● **Task instructions**:
Please report each line of the data below that contains the word "ring", copying every such line in full.

━━━━━ Source material

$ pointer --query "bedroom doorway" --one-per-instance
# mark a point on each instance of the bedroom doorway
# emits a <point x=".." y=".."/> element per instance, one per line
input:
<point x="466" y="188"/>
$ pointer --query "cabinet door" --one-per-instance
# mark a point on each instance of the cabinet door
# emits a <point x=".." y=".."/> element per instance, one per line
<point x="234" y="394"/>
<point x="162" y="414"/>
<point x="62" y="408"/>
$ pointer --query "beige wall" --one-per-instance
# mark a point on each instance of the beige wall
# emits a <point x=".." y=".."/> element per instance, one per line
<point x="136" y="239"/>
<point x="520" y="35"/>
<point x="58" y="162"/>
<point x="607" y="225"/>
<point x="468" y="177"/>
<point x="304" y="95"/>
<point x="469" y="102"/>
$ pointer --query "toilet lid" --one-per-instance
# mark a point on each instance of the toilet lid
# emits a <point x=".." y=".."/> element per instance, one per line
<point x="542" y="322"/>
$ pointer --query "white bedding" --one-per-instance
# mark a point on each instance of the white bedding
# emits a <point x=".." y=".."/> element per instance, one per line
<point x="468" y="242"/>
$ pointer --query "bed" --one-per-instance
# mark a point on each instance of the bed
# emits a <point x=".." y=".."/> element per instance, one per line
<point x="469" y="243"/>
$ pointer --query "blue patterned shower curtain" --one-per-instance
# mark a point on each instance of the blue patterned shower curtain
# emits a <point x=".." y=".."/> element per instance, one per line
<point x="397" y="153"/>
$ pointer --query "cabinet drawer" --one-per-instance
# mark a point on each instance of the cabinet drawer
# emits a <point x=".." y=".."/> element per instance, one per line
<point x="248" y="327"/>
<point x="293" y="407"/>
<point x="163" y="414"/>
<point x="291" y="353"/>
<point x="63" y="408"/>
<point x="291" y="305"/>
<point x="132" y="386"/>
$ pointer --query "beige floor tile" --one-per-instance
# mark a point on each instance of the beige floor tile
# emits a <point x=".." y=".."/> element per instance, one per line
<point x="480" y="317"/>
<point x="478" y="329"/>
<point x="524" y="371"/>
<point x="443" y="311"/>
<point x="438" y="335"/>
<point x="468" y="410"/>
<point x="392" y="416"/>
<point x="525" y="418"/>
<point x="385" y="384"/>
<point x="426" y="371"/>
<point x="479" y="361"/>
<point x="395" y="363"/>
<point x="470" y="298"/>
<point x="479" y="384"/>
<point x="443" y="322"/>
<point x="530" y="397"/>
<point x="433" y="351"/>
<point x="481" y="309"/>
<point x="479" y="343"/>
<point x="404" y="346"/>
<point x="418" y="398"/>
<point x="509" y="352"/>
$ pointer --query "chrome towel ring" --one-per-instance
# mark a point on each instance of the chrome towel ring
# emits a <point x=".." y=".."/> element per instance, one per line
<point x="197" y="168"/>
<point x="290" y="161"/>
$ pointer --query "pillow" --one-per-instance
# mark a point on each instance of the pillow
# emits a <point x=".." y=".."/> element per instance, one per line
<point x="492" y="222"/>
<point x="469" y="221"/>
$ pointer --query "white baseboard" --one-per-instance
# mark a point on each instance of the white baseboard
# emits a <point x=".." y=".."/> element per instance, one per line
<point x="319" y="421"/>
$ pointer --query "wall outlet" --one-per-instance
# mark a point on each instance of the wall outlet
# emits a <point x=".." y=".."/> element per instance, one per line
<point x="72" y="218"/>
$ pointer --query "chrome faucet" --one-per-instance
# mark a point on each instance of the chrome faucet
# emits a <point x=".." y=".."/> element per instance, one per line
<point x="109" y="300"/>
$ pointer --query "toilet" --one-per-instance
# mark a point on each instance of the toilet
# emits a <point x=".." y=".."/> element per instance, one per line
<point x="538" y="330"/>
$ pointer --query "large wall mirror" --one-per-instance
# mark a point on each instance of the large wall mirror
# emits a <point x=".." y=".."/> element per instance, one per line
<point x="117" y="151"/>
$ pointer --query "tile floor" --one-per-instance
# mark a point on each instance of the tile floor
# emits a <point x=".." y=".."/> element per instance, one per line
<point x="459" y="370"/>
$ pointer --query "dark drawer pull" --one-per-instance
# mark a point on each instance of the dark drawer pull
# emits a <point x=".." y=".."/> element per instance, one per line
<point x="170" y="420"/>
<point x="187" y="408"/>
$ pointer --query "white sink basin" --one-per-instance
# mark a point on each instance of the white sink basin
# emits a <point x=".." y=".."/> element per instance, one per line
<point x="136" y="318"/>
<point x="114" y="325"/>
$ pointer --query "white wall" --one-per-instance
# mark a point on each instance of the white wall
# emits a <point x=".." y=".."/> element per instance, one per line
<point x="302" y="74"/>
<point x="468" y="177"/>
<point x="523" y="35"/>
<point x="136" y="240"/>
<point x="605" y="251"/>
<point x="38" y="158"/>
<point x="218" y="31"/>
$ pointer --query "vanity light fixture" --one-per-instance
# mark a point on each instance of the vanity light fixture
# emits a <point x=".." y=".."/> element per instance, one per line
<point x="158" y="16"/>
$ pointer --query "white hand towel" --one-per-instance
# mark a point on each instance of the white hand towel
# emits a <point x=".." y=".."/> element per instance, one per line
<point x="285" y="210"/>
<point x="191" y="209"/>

━━━━━━━━━━

● **Task response**:
$ pointer --query "chrome towel ring" --one-per-instance
# mark a point on each instance of the chrome towel ring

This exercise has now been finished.